FACEBOOK'DAN 260 YIL ÖNCE : Cephesi olan ariz, bed huy olur çün mariz. ( Alnı enli olan kötü huylu olur, çünkü marazlıdır ).., Üzni kebir olsa bol, cahil ve kahildir ol. ( Kulağı çok büyük olan bilgisiz ve tembel olur ).., Didesi yumru hasut, evsat olandır vedut.( Gözü yumru olan kıskanç, orta olan dost olur ).., Vechi pek uzun olan, laf ile söyler yalan.( Uzun yüzlü olanlar yalancı olurlar ).., Enf ucu ağıza yakın, olan adamdan sakın. ( Burun ucu ağızına yakın olan adamdan sakın ).., Sakbe-ı eneb olsa bol, kibir ve hased dolmuş ol. ( Burun delikleri geniş olanın içi kibir ve kıskançlıkla doludur )
Yukarıda okuduğunuz; baş ve boyun şekilleri ile insanların huy ve tabiatları arasındaki ilintinin incelendiği ilk ilmi derleme sayılabilecek çalışması ile meşhur Erzurumlu İbrahim Hakkı Efendi'nin Marifetname eserinden bir bölümdür. 86 satırlık tespitlerin özellikle 6 tanesini paylaşmamın nedeni ise ; Bundan tam 20 yıl önce, o dönemde sadece eğitim ve dini ilimler alanında hizmet verdiğini iddia eden bir cemaat liderinin hakkında Erzurumlunun referansı ile şüphe ve tereddütlerimi ifade ettiğim satırlar olması hasebiyledir.., Nefsini terbiye edememişlerin dışında tespitlerinde yanılmadığını iddia eden İbrahim Hakkı, aslında Fizyognomi ilminin de babası sayılabilir.

*****

* Alıştırma
Marifetname ve fizyognomi üzerine olan yazıyı son cümlesinden sonrasıyla lütfen sürdürün.

Koordinat açıklama kayıtları:

*****

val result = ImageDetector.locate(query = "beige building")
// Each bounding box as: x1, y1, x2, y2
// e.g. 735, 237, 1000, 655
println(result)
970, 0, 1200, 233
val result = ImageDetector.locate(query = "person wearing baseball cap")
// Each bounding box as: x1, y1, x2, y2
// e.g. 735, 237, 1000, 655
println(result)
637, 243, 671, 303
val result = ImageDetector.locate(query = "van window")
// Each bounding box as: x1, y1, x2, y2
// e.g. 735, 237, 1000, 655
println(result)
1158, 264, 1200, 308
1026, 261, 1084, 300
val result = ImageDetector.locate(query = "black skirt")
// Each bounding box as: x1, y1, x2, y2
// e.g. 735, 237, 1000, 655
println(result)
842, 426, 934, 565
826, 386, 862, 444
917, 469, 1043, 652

*****

* Alıştırmanın Cevabı
FACEBOOK DEVRİMİ : Gün itibariyle 2 milyar kullanıcıya ulaşarak müşteri sayısı itibariyle en büyük kapital firma niteliğine de erişen Facebook, aslında biyometrik ruh fotoğraflama yönteminde de çığır açmıştır.., Biyometrik yüz fotoğraflarınızla sizi mahalle mahalle takip edebilen devletler, biyometrik ruh fotoğraflarınızla tüm karakter özelliklerinizi de sınıflandırma şansı yakalamıştır diğer bir taraftan.., Yaşamsal , siyasal ve sosyal tercihleriniz, korku ve endişe öğeleriniz, saplantılı düşün dünyanız ya da dürtüsel tavırlarınız, sevgi besledikleriniz ya da nefret ettikleriniz, paylaştıklarınız dışında ne söylediğiniz ve daha bir çok sosyolojik tavrınızın kayıt altına alındığı bu platformda hepimiz aslında diğer bir taraftan da dijital denekleriz.., Her ne kadar, psikiyatri camiası Facebook bağımlılığı uydurup kendi kişisel nemasını çıkarma peşinde düşüp de yapması gereken sosyopsikanalizi es geçmiş olsa da, facebook davranışları ile kişilik bozuklukları ve nevrozlar arasındaki ilişkiler değerlendirilebilir ve hatta belki de tanı ölçeklerine dahil edilebilecek verilere ulaşmak mümkün olabilir.., Facebook da arkadaş arama davranışları, sık aralıklarla facebook açıp kapatma, belli kişileri engelleme ve arkadaşlıktan çıkarma ve sonrasında tekrardan dahil etme gibi yüzlerce davranış kalıbı ile nevrozların ilişkisi, önünde sonunda psikolojinin ilmi süzgecinden geçecektir ve cevaplanması gereken bir çok sorunun da açıklamasına ulaşılacaktır..!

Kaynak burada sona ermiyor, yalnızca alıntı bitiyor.